> [Exercise aim]: Write out the lines below again word for word, starting at the line containing "the rear windshield" and ending at the line containing "<point>181,101</point>", with both of those lines included.

[Records from a point labeling set]
'''

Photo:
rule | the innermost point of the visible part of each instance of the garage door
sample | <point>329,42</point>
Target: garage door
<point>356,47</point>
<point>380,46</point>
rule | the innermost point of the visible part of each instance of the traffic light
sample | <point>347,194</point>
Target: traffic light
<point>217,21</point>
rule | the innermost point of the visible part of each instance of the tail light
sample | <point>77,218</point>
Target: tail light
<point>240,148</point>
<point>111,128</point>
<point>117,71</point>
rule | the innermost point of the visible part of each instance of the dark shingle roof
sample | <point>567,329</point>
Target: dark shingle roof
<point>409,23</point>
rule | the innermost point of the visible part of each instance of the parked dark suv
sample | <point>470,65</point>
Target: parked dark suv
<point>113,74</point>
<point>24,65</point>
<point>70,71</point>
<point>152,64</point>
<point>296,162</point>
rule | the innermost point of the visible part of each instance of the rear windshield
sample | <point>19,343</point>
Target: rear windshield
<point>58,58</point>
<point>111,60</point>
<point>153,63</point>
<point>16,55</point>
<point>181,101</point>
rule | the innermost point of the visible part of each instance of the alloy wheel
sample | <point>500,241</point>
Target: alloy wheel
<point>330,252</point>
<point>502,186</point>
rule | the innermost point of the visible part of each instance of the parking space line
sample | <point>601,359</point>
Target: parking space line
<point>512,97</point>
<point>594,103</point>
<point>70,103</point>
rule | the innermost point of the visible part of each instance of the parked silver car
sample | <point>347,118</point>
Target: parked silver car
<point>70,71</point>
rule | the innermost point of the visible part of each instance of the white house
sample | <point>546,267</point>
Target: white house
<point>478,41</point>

'''

> [Output for this task]:
rule | the innermost point of the visible part of each instance of the rear windshield
sample | <point>19,343</point>
Target: rear windshield
<point>58,58</point>
<point>111,60</point>
<point>153,63</point>
<point>16,55</point>
<point>181,101</point>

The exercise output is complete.